* Provided text:

★ ★ ★ ★

Will President Trump Finally Arm Ukraine?

There’s a real possibility that the United States will finally send lethal defensive weapons to Ukraine. The country has been fighting a defensive war in its east for nearly four years, after Russia seized Crimea and Russian-backed separatists invaded eastern Ukraine in 2014. Many experts have argued that better weapons would change the tactical imbalance between Kyiv and Moscow. President Barack Obama resisted the idea, fearing that it would only escalate the conflict. Now the National Security Council has approved a $47 million grant package that would send anti-tank Javelin systems, counter-battery radar, and counter-mortar weapons to Ukraine and forwarded its opinion to President Donald Trump for consideration. This is the latest step in a process that reflects the approval of the State Department, Pentagon, and Congress. Most news reports left out an important fact: this decision almost certainly took the views of US Ambassador Kurt Volker into consideration based on his recent negotiations with Russia; Volker previously revealed that the United States was considering sending such weapons to Kyiv.

Although Trump reportedly desires that Ukraine pay at least in part for these weapons, Congress has authorized him to transfer these designated defensive weapons to Ukraine if he so chooses. This means that the full institutional weight of the US government, with the exception of the president, recommends the transfer of these weapons to Kyiv. Government experts have considered the best arguments against these shipments, including corruption in Ukraine’s Ministry of Defense and the fact that Russia could neutralize any benefit by raising the stakes, and found them wanting. Virtually every US government agency has rebuffed the myth of escalation dominance. Moscow might be inclined to escalate in return for arms transfers to Ukraine, but the costs would be staggering for Russia. Putin knows that escalation means many more Russian casualties that could not be concealed from the Russian public and would invariably lead to even more crippling sanctions. Russian escalation in Ukraine would likely intensify and accelerate NATO’s own ongoing rearmament and forward deployments in the Baltic and Black Sea areas and accelerate arms transfers to Ukraine.

★ ★ ★ ★

* Aim of the exercise: Please list the weapon systems that the article on arming Ukraine says the $47 million package would send. The listing after this point is separate material and has no connection to the article on arming Ukraine.

* Data provided:
★ ★ ★ ★

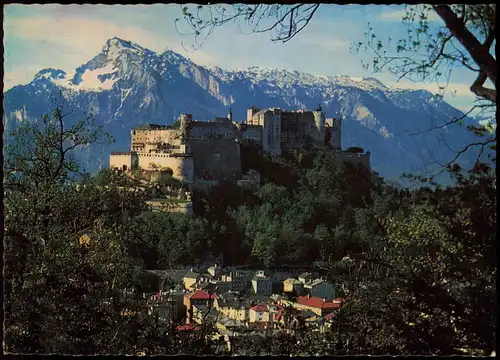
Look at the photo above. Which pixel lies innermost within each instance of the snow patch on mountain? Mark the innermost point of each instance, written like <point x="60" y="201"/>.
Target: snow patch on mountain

★ ★ ★ ★

* Output below:
- Anti-tank Javelin systems
- Counter-battery radar
- Counter-mortar weapons